**What is needed:**
Although the data below contains pictures, please reproduce only its words, exactly.

**Extracted records:**
╭──
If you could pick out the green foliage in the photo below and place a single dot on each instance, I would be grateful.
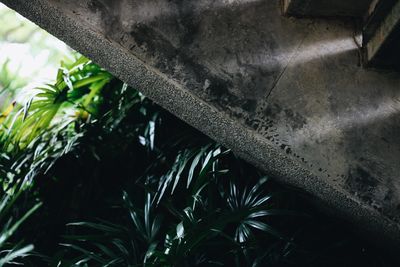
(35, 135)
(10, 251)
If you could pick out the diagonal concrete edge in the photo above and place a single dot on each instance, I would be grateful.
(203, 116)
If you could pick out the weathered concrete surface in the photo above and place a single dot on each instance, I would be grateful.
(326, 8)
(288, 95)
(382, 35)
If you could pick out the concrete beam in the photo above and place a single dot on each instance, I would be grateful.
(325, 8)
(382, 35)
(287, 95)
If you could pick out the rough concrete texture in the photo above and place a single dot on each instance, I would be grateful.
(382, 36)
(288, 95)
(326, 8)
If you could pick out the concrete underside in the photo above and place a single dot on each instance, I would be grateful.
(287, 95)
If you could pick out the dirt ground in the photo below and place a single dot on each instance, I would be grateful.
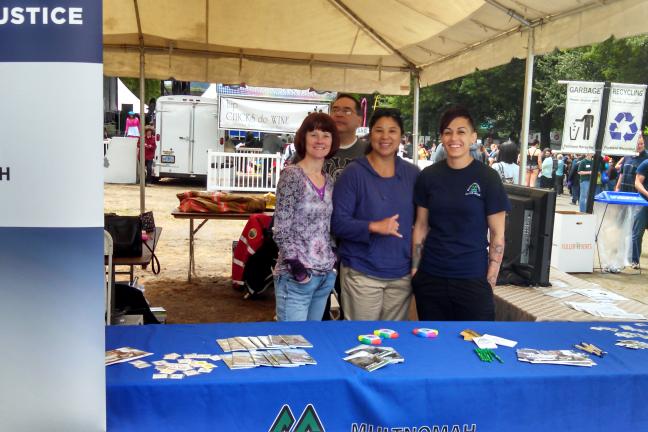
(210, 296)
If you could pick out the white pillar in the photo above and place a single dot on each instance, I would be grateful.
(142, 161)
(415, 128)
(526, 109)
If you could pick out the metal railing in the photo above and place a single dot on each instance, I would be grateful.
(243, 172)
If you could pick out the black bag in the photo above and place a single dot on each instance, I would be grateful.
(257, 274)
(148, 222)
(126, 232)
(130, 301)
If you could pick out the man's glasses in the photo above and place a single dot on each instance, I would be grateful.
(339, 110)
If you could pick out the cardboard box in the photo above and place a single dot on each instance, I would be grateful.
(572, 247)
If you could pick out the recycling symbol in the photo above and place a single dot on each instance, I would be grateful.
(623, 122)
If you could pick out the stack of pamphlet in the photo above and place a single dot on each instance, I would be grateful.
(372, 357)
(559, 357)
(273, 350)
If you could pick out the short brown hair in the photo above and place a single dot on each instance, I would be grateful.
(316, 121)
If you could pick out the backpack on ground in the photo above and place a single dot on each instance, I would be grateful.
(255, 255)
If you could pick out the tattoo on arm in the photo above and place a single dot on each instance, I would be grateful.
(416, 255)
(496, 253)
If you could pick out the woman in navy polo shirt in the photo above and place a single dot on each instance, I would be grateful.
(461, 203)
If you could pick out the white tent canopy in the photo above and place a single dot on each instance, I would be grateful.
(350, 45)
(376, 43)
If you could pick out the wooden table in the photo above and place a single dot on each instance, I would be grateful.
(143, 260)
(204, 217)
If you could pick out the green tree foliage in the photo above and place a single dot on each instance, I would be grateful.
(495, 96)
(151, 88)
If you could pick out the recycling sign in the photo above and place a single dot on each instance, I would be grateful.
(582, 116)
(623, 127)
(625, 110)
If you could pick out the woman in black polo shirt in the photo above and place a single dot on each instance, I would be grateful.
(460, 204)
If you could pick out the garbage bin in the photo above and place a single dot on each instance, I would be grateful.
(615, 212)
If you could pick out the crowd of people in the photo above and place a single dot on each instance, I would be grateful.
(437, 234)
(352, 214)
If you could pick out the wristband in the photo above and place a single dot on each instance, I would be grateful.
(386, 333)
(426, 332)
(370, 339)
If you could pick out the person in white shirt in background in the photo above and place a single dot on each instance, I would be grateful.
(506, 165)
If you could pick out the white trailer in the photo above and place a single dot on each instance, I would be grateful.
(186, 130)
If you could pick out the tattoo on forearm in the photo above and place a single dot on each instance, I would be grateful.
(496, 253)
(416, 254)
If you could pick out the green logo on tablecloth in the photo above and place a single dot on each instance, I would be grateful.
(308, 421)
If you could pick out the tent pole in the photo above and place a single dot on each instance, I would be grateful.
(526, 110)
(142, 162)
(417, 86)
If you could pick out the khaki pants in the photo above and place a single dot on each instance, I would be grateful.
(366, 298)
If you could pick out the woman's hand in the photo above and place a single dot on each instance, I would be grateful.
(387, 226)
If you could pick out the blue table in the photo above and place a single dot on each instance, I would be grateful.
(442, 382)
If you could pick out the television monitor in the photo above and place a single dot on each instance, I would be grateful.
(528, 234)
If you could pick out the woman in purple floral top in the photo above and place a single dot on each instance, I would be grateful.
(305, 275)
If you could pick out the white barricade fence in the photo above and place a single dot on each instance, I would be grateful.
(243, 172)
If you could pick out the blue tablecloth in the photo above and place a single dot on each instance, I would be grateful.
(442, 382)
(622, 198)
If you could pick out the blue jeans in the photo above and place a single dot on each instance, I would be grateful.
(584, 190)
(302, 302)
(582, 199)
(575, 192)
(638, 228)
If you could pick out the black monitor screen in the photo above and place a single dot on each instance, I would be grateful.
(529, 231)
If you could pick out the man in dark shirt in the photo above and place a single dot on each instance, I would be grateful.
(584, 171)
(640, 221)
(347, 116)
(628, 166)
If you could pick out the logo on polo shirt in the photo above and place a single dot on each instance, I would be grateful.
(473, 189)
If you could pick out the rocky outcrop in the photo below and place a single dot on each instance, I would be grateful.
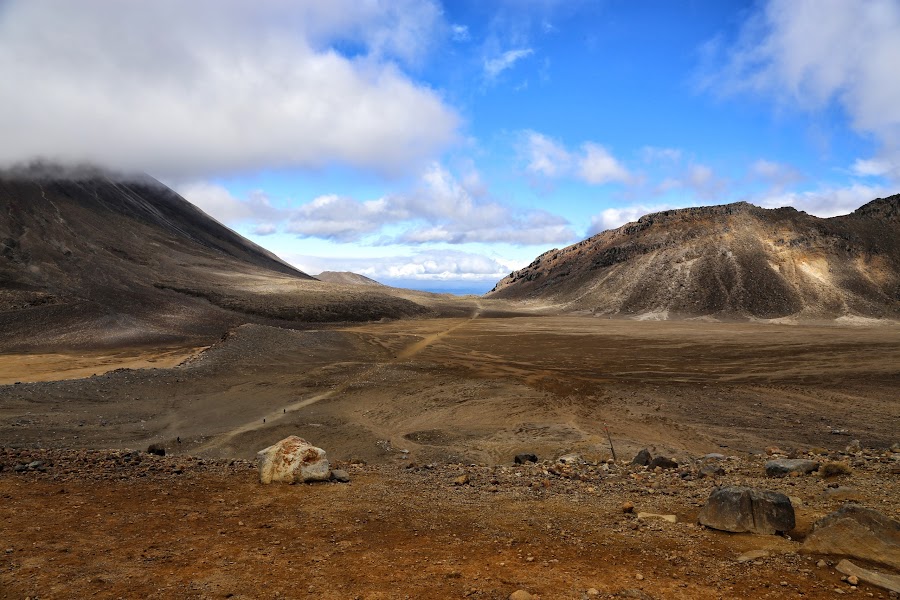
(742, 509)
(730, 261)
(292, 460)
(856, 532)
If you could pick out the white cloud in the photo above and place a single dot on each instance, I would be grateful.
(545, 156)
(597, 166)
(440, 209)
(435, 265)
(653, 154)
(494, 66)
(825, 201)
(810, 53)
(612, 218)
(190, 89)
(778, 175)
(550, 159)
(874, 168)
(459, 33)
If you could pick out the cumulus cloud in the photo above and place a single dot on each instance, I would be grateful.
(825, 201)
(434, 265)
(811, 53)
(190, 89)
(612, 218)
(597, 165)
(591, 163)
(775, 174)
(653, 154)
(496, 65)
(875, 168)
(440, 209)
(459, 33)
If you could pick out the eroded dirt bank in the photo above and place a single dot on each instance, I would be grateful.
(483, 389)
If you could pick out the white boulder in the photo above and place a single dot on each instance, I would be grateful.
(292, 460)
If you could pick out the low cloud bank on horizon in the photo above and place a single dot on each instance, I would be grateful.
(445, 123)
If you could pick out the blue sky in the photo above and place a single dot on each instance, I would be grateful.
(441, 145)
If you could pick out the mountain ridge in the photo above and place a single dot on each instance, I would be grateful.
(726, 261)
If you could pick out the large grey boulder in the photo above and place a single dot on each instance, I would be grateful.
(785, 466)
(292, 460)
(743, 509)
(856, 532)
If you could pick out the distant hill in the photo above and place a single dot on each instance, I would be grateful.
(93, 258)
(347, 278)
(731, 261)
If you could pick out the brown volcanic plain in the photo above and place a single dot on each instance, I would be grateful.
(126, 324)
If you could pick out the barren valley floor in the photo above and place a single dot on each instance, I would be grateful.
(421, 403)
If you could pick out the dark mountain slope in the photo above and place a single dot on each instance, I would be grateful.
(99, 259)
(730, 261)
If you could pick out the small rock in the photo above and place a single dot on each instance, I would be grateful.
(752, 555)
(663, 462)
(156, 449)
(834, 469)
(571, 459)
(711, 470)
(887, 581)
(669, 518)
(856, 532)
(786, 466)
(642, 458)
(843, 494)
(340, 475)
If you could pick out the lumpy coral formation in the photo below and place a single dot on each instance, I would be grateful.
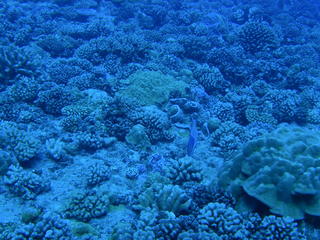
(281, 170)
╰──
**Exercise result:**
If you could pick out the green foliage in the photo below and place a single dot on each instance, I would be grateful.
(35, 135)
(10, 251)
If you could pick out the diagonal concrete edge in the photo above and place a single dot on each instance, I would be grateful.
(203, 116)
If you could pick out the weathered concrete surface in the photo above and place a single dot on each instance, I would be grateful.
(326, 8)
(288, 95)
(382, 35)
If you could pick out the concrete beam in the photo above and place a single dot on each instance, I would be grateful.
(325, 8)
(382, 35)
(287, 95)
If you could pick out the rough concrete texture in the photo above and place a single dot on each instance, I would be grateful.
(382, 36)
(288, 95)
(326, 8)
If you could pick out the concrete underside in the photo above and place a single dot on each instance, I would be grateful.
(287, 95)
If you could pick out the dirt ground in the photo below and place a single dot on each instance, I would be grateful.
(210, 296)
If you could pick out the white pillar in the photo above and place a single dot on each instance, I would be grateful.
(142, 161)
(415, 128)
(526, 109)
If you could pick out the metal railing in the photo above and place a single dot on each instance, I would be grateful.
(243, 172)
If you could pick out the black bag in the photo above and place a single dot on each instance, I would be grateful.
(257, 274)
(148, 222)
(126, 232)
(130, 301)
If you could pick out the man's glasses in the photo above and place a single dot on each instance, I would be grateful.
(339, 110)
If you could pick out the cardboard box in the photo above and place a single dot on each instance, I would be grateful.
(572, 247)
If you could pick out the recycling symbol in the photo above and place a single dot on each instance, I would be grateful.
(623, 122)
If you could pick out the stack of pamphlet in the photo above and place a single dot on each instance, I would be grateful.
(372, 357)
(559, 357)
(273, 350)
If you could pick out the short brown hair in the photo above and place a single dot on each instance, I would be grateful.
(316, 121)
If you could pick out the backpack on ground in the photo above and place a single dot on each instance, I would be grateful.
(255, 255)
If you could pick out the tattoo on arm in the photo above and place a single dot on each instance, I would be grateful.
(416, 255)
(496, 253)
If you could pick out the woman in navy polo shirt in the photo above and place a single dot on each instance, I would be grateful.
(461, 203)
If you could pick out the white tent canopy in the photo above and place a single dot on each instance, I would be grateful.
(350, 45)
(376, 43)
If you could pick out the wooden table in the photo above and place a single dot on each instance, I would be grateful.
(143, 260)
(204, 217)
If you could pick out the green tree foliage in the photo above and place a single dot on each instance, I would be grateful.
(495, 96)
(151, 88)
If you could pick out the recycling sign in the photo above and place a single dot on each instance, I would be grateful.
(582, 116)
(623, 127)
(625, 110)
If you could pick out the woman in black polo shirt in the photo above and place a single dot on each instance, I would be grateful.
(460, 204)
If you could pick out the garbage bin in the photo above and place a single dot on each instance, I would be grateful.
(615, 212)
If you could pick out the crowd of people in the photo above and place a single dot on each instance, I would be grateful.
(437, 234)
(352, 214)
If you could pick out the wristband in the photo above and place a single dot on each instance, I would be grateful.
(386, 333)
(426, 332)
(370, 339)
If you could pick out the person in white shirt in background in the photo above and place a single dot on each instance, I would be grateful.
(506, 165)
If you could pick out the white trailer in the photo above and place a single dot on each instance, I would be grateful.
(186, 130)
If you could pick out the tattoo on forearm in the photo above and place a single dot on each instance, I would be grateful.
(496, 253)
(416, 254)
If you could pick out the green logo on tablecloth in the photo above and place a single dot on each instance, I would be grateful.
(308, 421)
If you could pick out the tent pole in the photo above and place a single dot on each instance, I would be grateful.
(526, 110)
(142, 162)
(417, 86)
If you could pick out the khaki pants in the photo above and place a single dot on each instance, I would be grateful.
(366, 298)
If you could pick out the woman's hand in the photo above and place a single dot on each instance, I would be grateful.
(387, 226)
If you could pick out the blue table in the photo above and place a single dot on each instance, I would be grateful.
(442, 382)
If you could pick out the television monitor in the photo above and place a single dot on each instance, I would be grateful.
(528, 234)
If you could pick out the woman in purple floral top in the photo above and place a single dot on each instance, I would be grateful.
(305, 275)
If you could pick out the white barricade fence in the photo above and place a single dot on each instance, I would be grateful.
(243, 172)
If you could pick out the blue tablecloth in the photo above and place a single dot on each instance, I would be grateful.
(442, 382)
(622, 198)
If you could pick out the blue jeans in the photo above and place a single dot on each instance, I would be grateful.
(584, 190)
(302, 302)
(582, 199)
(575, 192)
(638, 228)
If you could pick out the black monitor screen in the photo above and place a single dot on each instance, I would be grateful.
(529, 231)
If you could pick out the man in dark shirt in the photo above and place a single dot on each instance, I would be grateful.
(584, 171)
(640, 221)
(347, 116)
(628, 166)
If you could pick out the logo on polo shirt in the photo above and place a single dot on each instance, I would be grateful.
(473, 189)
If you could pick out the rocky outcrop in the photo below and place a single dot on each instance, I would be grateful.
(742, 509)
(730, 261)
(292, 460)
(856, 532)
If you could pick out the white cloud in the photo above and place a single dot on each instance, I would be grateful.
(545, 156)
(597, 166)
(440, 209)
(435, 265)
(653, 154)
(494, 66)
(825, 201)
(810, 53)
(612, 218)
(190, 89)
(778, 175)
(550, 159)
(874, 168)
(459, 33)
If you could pick out the cumulus cloud in the photo above and place a single dot on each instance, I would be grateful.
(825, 201)
(434, 265)
(811, 53)
(190, 89)
(612, 218)
(597, 165)
(591, 163)
(775, 174)
(653, 154)
(496, 65)
(875, 168)
(440, 209)
(459, 33)
If you could pick out the eroded dirt bank in the photo above and place a single dot on each instance, I would be grateful.
(483, 389)
If you could pick out the white boulder in the photo above and place a single dot on each instance, I would be grateful.
(292, 460)
If you could pick out the low cloud bank on horizon in the photo above and place a single dot on each instance, I would be grateful.
(445, 123)
If you could pick out the blue sky in the photo above and place a single dot on each instance, I would be grateful.
(441, 145)
If you could pick out the mountain ridge in the photo above and place a single dot on each instance, I would be grateful.
(726, 261)
If you could pick out the large grey boulder in the photo above and place a single dot on each instance, I would be grateful.
(785, 466)
(292, 460)
(743, 509)
(856, 532)
If you could pick out the distant hill in the photo above and place a single dot on each instance, I would be grateful.
(93, 258)
(347, 278)
(731, 261)
If you could pick out the brown volcanic plain in the photo above and place a single dot on each instance, I would be grateful.
(126, 324)
If you could pick out the barren valley floor in the photo above and place a single dot on each instance, I would be grateful.
(421, 403)
If you could pick out the dark mountain slope in the photo above and place a single dot on each instance, I would be grateful.
(99, 259)
(730, 261)
If you could pick out the small rock in the photo above and place a single dot on each instance, I would be grateful.
(752, 555)
(663, 462)
(156, 449)
(834, 469)
(571, 459)
(711, 470)
(887, 581)
(669, 518)
(856, 532)
(786, 466)
(642, 458)
(843, 494)
(340, 475)
If you could pick out the lumpy coral formation in the photo below and place a single dot on each instance, I would be grateful.
(281, 170)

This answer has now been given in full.